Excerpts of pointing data
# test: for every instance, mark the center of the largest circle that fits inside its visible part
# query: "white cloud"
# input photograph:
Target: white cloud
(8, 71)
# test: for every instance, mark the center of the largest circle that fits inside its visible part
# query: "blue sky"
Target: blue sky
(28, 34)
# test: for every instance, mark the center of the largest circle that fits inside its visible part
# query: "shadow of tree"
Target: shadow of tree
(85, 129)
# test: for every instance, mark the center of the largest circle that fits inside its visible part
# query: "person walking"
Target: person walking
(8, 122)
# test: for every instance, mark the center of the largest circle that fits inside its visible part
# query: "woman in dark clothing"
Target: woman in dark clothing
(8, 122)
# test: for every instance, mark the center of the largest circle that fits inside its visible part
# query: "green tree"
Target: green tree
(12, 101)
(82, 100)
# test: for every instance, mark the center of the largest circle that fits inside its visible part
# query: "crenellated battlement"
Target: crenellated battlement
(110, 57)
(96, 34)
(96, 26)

* [EXERCISE DIRECTIONS]: Output the listing above exactly as it appears.

* [OUTPUT BELOW]:
# test: for every instance, mark the center of the largest circle that fits inside its visible part
# query: "white cloud"
# input photograph:
Target: white cloud
(8, 71)
# test: for every instance, mark the center of the largest circle that fits inside its visible part
# query: "blue sky"
Target: blue sky
(28, 34)
# test: for every instance, mark the center of the largest circle that fits inside its visible part
# query: "shadow of tree"
Target: shadow of tree
(85, 129)
# test: for every instance, mark the center of the largest circle that fits inside its visible part
# query: "person walking"
Target: person walking
(8, 122)
# test: for every instance, mark the center of the largest circle that fits inside its visible part
# query: "woman in dark clothing"
Target: woman in dark clothing
(8, 122)
# test: for every instance, mark the center of the largest circle that fits inside its visible part
# query: "green tree"
Target: green tree
(12, 101)
(82, 100)
# test: for every instance, mark the center of the largest circle that fits inside its visible part
# query: "crenellated battlement"
Target: crenellated battlement
(110, 57)
(96, 34)
(96, 26)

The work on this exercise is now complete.